Information provided —
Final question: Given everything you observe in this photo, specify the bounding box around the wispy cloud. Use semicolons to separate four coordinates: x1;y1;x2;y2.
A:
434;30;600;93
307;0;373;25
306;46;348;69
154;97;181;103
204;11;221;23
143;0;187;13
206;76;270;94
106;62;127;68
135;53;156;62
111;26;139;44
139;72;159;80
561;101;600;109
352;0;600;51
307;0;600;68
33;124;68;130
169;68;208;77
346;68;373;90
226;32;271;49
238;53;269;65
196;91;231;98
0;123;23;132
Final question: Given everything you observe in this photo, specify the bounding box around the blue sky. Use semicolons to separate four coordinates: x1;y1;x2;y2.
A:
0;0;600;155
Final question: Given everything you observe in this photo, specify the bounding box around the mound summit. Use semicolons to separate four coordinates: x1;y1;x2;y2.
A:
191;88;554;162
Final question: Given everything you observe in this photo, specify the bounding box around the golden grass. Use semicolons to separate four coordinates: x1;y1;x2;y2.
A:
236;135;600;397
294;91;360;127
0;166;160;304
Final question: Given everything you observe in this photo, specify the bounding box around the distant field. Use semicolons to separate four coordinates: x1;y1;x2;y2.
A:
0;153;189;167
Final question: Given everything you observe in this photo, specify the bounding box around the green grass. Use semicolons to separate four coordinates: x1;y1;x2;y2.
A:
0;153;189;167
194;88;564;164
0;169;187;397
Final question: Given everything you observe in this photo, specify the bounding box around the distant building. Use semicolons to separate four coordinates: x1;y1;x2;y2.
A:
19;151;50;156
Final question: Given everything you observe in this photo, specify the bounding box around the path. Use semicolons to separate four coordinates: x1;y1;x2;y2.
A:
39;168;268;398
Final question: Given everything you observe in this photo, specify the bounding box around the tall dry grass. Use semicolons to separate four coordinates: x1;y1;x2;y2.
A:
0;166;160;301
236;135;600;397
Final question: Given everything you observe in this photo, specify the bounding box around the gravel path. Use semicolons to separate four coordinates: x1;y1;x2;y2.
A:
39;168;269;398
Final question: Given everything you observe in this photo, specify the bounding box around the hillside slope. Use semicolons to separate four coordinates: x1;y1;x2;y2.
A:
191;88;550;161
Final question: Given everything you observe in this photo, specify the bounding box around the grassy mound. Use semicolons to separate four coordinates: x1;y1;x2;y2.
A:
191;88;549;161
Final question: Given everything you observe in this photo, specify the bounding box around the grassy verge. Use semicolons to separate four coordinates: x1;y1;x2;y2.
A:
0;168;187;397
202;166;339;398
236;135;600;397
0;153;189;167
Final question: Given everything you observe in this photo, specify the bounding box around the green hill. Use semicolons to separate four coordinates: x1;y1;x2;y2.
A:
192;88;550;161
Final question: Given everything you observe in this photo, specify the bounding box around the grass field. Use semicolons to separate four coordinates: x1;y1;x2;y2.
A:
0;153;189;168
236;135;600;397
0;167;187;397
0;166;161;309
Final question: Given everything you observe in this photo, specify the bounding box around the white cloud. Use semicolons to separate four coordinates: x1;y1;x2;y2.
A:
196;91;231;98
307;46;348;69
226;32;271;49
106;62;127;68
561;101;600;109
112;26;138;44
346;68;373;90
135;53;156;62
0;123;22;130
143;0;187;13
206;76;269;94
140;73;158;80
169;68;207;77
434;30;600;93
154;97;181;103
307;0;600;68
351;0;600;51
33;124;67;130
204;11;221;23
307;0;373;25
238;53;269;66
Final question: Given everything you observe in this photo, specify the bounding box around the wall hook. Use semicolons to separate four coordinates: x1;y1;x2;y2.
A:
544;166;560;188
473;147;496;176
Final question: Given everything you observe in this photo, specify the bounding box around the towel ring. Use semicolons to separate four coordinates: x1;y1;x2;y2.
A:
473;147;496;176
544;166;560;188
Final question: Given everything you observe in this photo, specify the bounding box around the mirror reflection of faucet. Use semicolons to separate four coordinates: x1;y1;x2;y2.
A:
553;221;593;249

Work to complete — Reproduce all of the material above word for word, keeping every line unchanged.

Answer to the exercise —
Final question: Given everything you observe in this photo, specify the bounding box around the wispy cloud. Use semicolons to separate four coordinates: x1;y1;x2;y2.
A:
434;30;600;93
307;0;373;25
306;46;348;69
154;97;181;103
204;11;221;23
143;0;187;13
206;76;270;94
106;62;127;68
135;53;156;62
111;26;139;44
139;72;159;80
561;101;600;109
352;0;600;51
307;0;600;68
33;124;68;130
169;68;208;77
346;68;373;90
226;32;271;49
238;53;269;65
196;91;231;98
0;123;23;132
Final question: Given everything you observe in this photo, specify the bounding box around the blue sky. Use semicolons to separate four coordinates: x1;y1;x2;y2.
A:
0;0;600;155
Final question: Given everything you observe in this photo, specify the bounding box around the mound summit. Use semicolons to separate four coordinates: x1;y1;x2;y2.
A:
191;88;554;162
Final question: Given everything you observe in this photo, specify the bounding box around the golden grass. Use semicolons to separate four coordinates: x1;y1;x2;y2.
A:
236;135;600;397
294;91;360;127
0;166;160;304
Final question: Given everything you observe in this photo, specify the bounding box around the distant field. Use semicolons to separate four coordinates: x1;y1;x2;y2.
A:
0;153;189;167
Final question: Given everything you observe in this photo, specify the bounding box around the green grass. Use semicolons to separate four coordinates: x1;y1;x2;y2.
A:
0;153;189;167
194;88;564;164
0;169;187;397
Final question: Given everything you observe in this photo, specify the bounding box around the distant building. Use semicolons to separate four coordinates: x1;y1;x2;y2.
A:
19;151;50;156
Final question: Given everything you observe in this photo, specify the bounding box around the path. Use semicolons to separate four coordinates: x1;y1;x2;y2.
A:
39;168;268;398
Final question: Given everything you observe in this photo, specify the bounding box around the tall dry grass. Use semicolons to separate four coordinates: x1;y1;x2;y2.
A:
0;166;160;301
236;135;600;397
Final question: Given everything you observe in this photo, specify the bounding box around the gravel path. Use semicolons to separate four coordinates: x1;y1;x2;y2.
A:
39;168;269;398
Final question: Given everything you observe in this photo, specify the bounding box around the hillside slope. Use semicolons to separate four coordinates: x1;y1;x2;y2.
A:
191;88;550;161
Final question: Given everything you observe in this photo, specify the bounding box around the grassy mound. Use semicolons to separate four coordinates: x1;y1;x2;y2.
A:
191;88;549;161
Final question: Given everything you observe in this photo, specify the bounding box around the grassy verge. Use semicolons to separate four coordinates: x1;y1;x2;y2.
A:
0;168;187;397
202;166;339;398
236;135;600;397
0;153;189;167
Final question: Given everything you observe in this photo, specify the bounding box around the green hill. Use semicolons to separate four coordinates: x1;y1;x2;y2.
A:
192;88;550;161
Final question: Given everything you observe in this photo, specify the bounding box around the grass field. Use semicolons to separate four coordinates: x1;y1;x2;y2.
A:
0;153;189;168
236;135;600;397
0;167;187;397
0;166;161;309
Final question: Given everything you observe in this photo, specify the bounding box around the white cloud. Use semicolons to separate four coordinates: x1;y1;x2;y2.
A:
196;91;231;98
307;46;348;69
226;32;271;49
106;62;127;68
561;101;600;109
112;26;138;44
346;68;373;90
135;53;156;62
0;123;22;130
143;0;187;13
206;76;269;94
140;73;158;80
169;68;207;77
434;30;600;93
154;97;181;103
307;0;600;68
351;0;600;51
33;124;67;130
204;11;221;23
307;0;373;25
238;53;269;66
Final question: Given everything you observe in this photo, specify the bounding box around the wall hook. Use semicolons to separate four coordinates: x1;y1;x2;y2.
A:
544;166;560;188
473;147;496;176
Final question: Given everything you observe in this photo, specify the bounding box around the towel ring. Use semicolons to separate four coordinates: x1;y1;x2;y2.
A:
473;147;496;176
544;166;560;188
Final question: Given everything you observe in this photo, specify the bounding box around the mirror reflection of faucet. Use semicolons to separate four coordinates: x1;y1;x2;y2.
A:
553;221;593;249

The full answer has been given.